Task directions:
Look through the lines below and extract each one that contains "street".

Extracted data:
◇ ◇ ◇ ◇ ◇
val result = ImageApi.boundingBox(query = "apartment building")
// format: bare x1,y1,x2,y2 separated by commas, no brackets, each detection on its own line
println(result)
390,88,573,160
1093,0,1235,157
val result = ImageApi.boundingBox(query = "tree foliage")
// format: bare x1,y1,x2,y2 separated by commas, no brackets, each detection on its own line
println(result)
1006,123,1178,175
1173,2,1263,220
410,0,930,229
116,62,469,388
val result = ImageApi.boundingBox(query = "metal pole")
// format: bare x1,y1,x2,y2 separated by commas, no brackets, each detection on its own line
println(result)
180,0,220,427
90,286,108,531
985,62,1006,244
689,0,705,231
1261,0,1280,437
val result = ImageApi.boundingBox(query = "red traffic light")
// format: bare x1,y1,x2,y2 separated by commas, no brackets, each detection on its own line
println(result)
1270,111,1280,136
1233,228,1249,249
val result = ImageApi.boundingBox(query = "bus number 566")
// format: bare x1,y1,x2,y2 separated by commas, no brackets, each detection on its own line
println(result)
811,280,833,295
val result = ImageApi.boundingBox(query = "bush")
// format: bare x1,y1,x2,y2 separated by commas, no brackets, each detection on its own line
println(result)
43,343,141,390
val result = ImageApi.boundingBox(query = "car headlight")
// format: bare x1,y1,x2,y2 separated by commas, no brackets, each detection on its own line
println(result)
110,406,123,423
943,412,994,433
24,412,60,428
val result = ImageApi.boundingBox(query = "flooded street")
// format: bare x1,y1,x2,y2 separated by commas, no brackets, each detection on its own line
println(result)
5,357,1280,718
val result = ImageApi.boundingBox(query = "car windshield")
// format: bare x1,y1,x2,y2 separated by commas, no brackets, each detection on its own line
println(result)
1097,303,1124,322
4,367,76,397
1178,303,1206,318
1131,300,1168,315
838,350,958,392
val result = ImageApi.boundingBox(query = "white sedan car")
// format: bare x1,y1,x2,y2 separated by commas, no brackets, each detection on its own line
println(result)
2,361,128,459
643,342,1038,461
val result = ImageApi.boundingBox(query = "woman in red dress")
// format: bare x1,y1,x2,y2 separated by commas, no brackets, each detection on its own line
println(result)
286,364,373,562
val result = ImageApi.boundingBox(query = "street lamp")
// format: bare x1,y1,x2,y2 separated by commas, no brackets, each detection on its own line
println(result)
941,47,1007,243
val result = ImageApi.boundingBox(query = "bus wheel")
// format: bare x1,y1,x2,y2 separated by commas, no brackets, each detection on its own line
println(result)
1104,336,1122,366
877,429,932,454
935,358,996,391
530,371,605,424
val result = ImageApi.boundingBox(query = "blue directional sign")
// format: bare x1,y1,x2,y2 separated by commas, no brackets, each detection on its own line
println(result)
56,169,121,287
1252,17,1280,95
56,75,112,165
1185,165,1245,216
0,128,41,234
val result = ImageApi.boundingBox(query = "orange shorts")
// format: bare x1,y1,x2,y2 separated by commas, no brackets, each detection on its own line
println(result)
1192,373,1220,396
◇ ◇ ◇ ◇ ◇
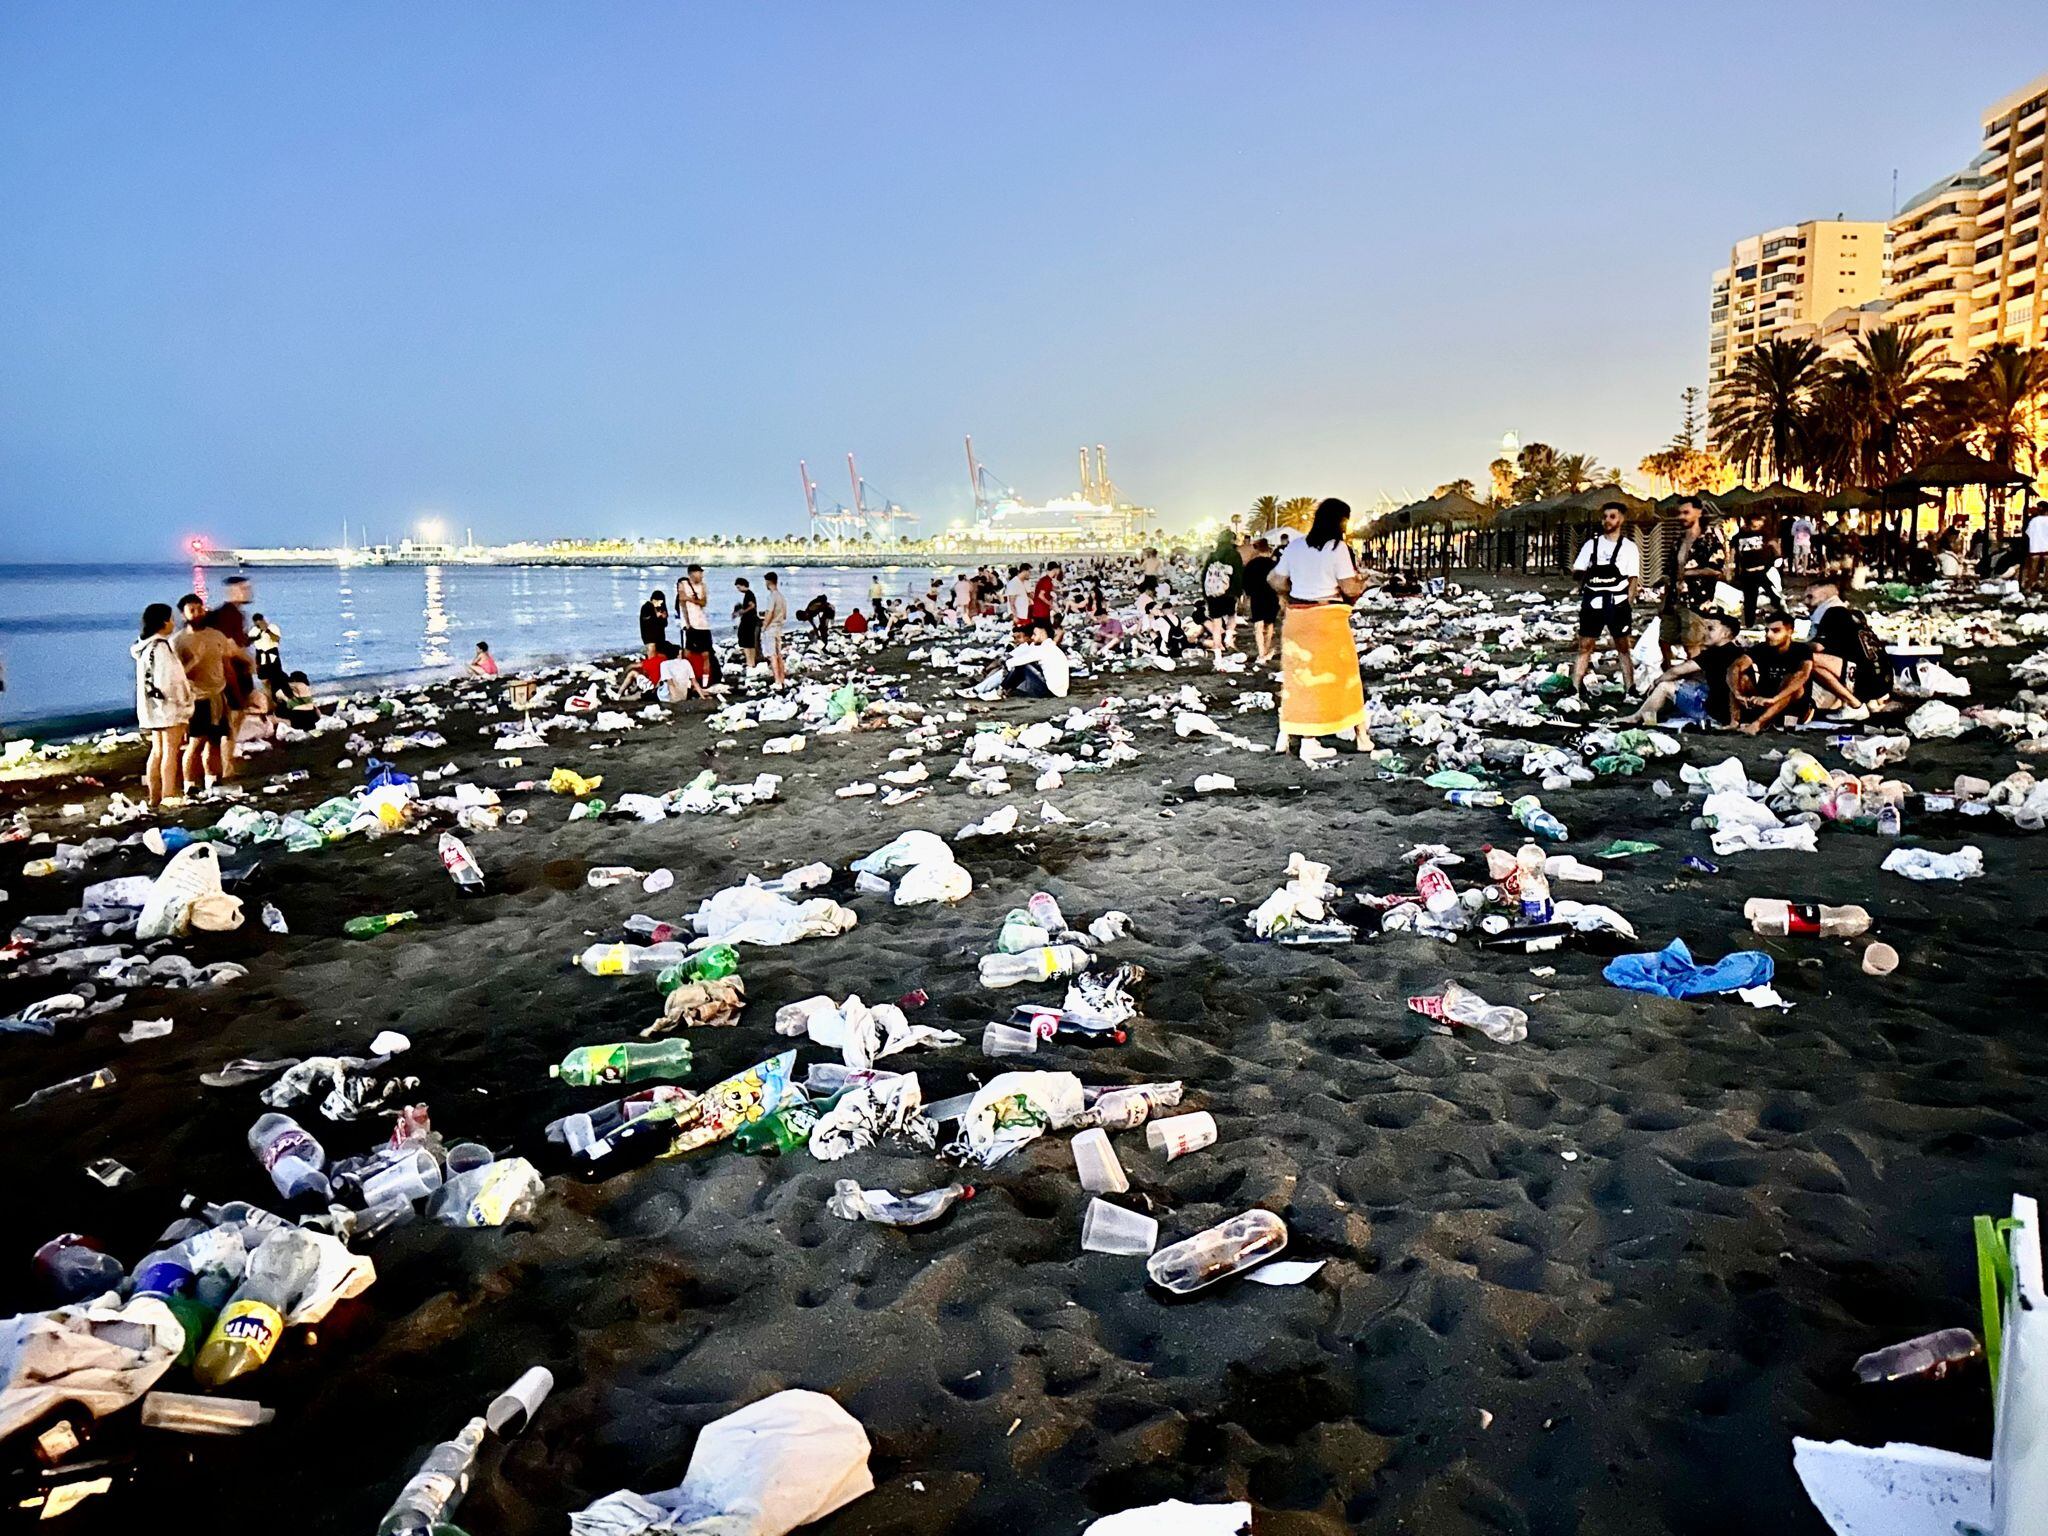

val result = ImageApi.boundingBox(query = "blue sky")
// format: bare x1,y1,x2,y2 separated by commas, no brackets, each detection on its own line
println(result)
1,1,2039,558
◇ ◇ ◇ ◇ ◇
Answer for the task:
val result = ImageApi.boundingBox(query = "flooded street")
val result = ImageApi.boundingBox(query = "street lamp")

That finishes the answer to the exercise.